== Task requirements ==
Return every line of the records below that contains the word "shadow". Copy each matching line in full.

::::::

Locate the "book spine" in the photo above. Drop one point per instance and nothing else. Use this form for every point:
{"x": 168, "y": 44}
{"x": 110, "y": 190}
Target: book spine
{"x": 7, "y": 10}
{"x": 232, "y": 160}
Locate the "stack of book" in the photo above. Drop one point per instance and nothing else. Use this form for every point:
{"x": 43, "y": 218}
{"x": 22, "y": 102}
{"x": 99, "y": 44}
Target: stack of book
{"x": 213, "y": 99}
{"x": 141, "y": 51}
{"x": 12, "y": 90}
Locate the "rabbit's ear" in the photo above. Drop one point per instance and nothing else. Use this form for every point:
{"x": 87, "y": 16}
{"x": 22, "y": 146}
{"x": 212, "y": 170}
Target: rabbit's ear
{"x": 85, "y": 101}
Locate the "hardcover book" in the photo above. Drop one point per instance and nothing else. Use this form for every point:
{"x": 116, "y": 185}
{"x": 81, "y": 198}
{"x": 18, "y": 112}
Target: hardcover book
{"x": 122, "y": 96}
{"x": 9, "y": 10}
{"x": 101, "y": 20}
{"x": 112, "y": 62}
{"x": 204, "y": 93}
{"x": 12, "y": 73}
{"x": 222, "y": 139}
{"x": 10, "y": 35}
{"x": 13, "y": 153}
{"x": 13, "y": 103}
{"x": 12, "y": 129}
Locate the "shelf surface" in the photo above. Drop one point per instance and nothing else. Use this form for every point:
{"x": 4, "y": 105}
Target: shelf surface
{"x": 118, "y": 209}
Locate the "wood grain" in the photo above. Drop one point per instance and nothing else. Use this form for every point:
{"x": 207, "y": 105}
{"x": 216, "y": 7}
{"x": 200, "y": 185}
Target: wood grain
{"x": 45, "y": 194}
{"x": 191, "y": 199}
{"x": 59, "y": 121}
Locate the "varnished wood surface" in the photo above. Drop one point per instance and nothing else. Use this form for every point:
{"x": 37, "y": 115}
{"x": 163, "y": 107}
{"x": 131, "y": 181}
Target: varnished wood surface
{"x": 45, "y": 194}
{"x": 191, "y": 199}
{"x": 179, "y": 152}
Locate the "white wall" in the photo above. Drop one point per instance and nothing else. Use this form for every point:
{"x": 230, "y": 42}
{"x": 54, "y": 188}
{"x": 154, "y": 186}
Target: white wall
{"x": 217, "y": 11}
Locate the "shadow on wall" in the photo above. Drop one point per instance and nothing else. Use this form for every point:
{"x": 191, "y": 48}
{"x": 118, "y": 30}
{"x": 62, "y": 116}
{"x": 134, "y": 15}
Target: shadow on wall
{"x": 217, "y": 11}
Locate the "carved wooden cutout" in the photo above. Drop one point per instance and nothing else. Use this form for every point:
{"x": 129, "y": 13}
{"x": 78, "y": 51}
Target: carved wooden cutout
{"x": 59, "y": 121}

::::::

== Full solution ==
Locate the "shadow on wall" in the photo above. Drop one point per instance and nothing else. Use this form for every point:
Target: shadow on wall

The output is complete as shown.